Instructions for the task: Reproduce, word for word, every line starting at the line that contains "Place a point on every instance of the bus wheel" and ending with the final line of the entries.

Dataset records:

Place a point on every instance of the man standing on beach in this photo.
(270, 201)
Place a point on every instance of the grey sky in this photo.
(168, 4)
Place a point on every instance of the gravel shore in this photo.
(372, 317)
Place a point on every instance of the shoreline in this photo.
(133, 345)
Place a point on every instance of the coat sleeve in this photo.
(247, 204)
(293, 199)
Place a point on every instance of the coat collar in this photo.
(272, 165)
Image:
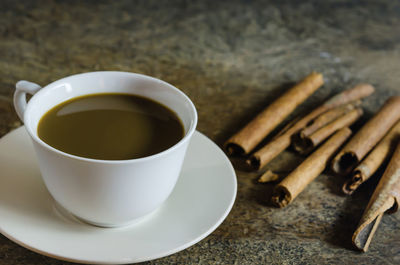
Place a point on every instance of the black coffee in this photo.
(110, 127)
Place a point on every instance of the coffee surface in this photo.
(110, 127)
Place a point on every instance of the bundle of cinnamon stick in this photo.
(321, 133)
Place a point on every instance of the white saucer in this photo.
(201, 200)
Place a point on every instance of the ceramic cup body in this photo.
(106, 192)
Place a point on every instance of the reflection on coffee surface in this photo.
(110, 127)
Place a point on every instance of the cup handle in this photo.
(22, 88)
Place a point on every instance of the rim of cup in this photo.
(186, 137)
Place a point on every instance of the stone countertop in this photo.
(231, 58)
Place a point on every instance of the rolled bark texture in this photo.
(367, 137)
(385, 198)
(305, 144)
(256, 130)
(306, 172)
(374, 160)
(272, 149)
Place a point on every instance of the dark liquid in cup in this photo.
(110, 127)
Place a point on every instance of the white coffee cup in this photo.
(106, 193)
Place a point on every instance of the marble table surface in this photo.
(232, 58)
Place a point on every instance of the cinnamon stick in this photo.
(365, 139)
(385, 198)
(246, 139)
(268, 176)
(327, 117)
(306, 172)
(305, 144)
(263, 156)
(374, 160)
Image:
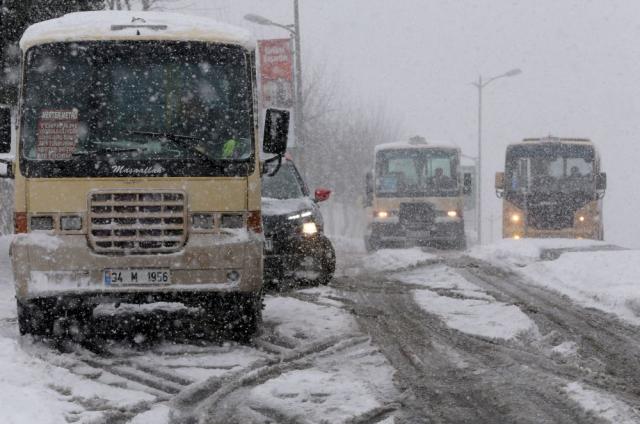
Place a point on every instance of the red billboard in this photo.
(276, 73)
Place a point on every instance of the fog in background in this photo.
(580, 63)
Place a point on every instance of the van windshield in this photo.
(138, 108)
(416, 173)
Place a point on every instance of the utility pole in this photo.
(480, 85)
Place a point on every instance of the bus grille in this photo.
(416, 215)
(137, 222)
(550, 217)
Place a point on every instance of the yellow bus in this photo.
(137, 174)
(552, 187)
(415, 195)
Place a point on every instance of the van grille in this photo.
(135, 222)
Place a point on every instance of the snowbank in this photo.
(601, 404)
(607, 280)
(588, 271)
(466, 307)
(481, 317)
(525, 251)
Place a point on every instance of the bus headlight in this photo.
(309, 228)
(202, 221)
(70, 223)
(41, 222)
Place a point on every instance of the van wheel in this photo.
(248, 317)
(371, 244)
(327, 261)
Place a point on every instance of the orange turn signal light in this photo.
(20, 222)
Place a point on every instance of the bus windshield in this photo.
(416, 173)
(144, 108)
(550, 168)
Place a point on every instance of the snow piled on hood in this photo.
(271, 206)
(86, 26)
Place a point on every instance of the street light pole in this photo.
(298, 54)
(480, 85)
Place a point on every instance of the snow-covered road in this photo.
(400, 336)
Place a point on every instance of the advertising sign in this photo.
(276, 73)
(57, 134)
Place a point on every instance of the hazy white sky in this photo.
(580, 61)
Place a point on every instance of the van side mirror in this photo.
(276, 131)
(368, 198)
(5, 129)
(601, 181)
(322, 194)
(499, 185)
(6, 168)
(466, 187)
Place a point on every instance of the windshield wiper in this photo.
(105, 151)
(179, 140)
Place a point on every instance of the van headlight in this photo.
(299, 215)
(309, 228)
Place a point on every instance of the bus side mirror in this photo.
(466, 188)
(368, 198)
(5, 129)
(601, 181)
(499, 185)
(276, 131)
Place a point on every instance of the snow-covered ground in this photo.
(604, 279)
(465, 307)
(341, 375)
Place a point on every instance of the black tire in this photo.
(236, 316)
(327, 261)
(371, 244)
(34, 319)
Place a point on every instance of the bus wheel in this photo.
(34, 319)
(237, 316)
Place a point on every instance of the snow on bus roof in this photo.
(409, 145)
(131, 25)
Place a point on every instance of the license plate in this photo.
(268, 245)
(141, 276)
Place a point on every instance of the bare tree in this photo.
(340, 133)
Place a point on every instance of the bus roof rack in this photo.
(552, 139)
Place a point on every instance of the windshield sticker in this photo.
(57, 134)
(389, 184)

Exercise output:
Place a point on every instance of the bus wheel in this photo.
(34, 319)
(237, 316)
Place a point on every instance of the snow on bus roof in this photo.
(409, 145)
(131, 25)
Place a point on every instance of the license plate in this photo.
(268, 245)
(141, 276)
Place a point on every instance of the bare tree in this photo.
(340, 133)
Place a point on every instance of the bus roof rack in this photo.
(552, 139)
Place a point on every instance of the windshield sticker in this photo.
(57, 134)
(389, 184)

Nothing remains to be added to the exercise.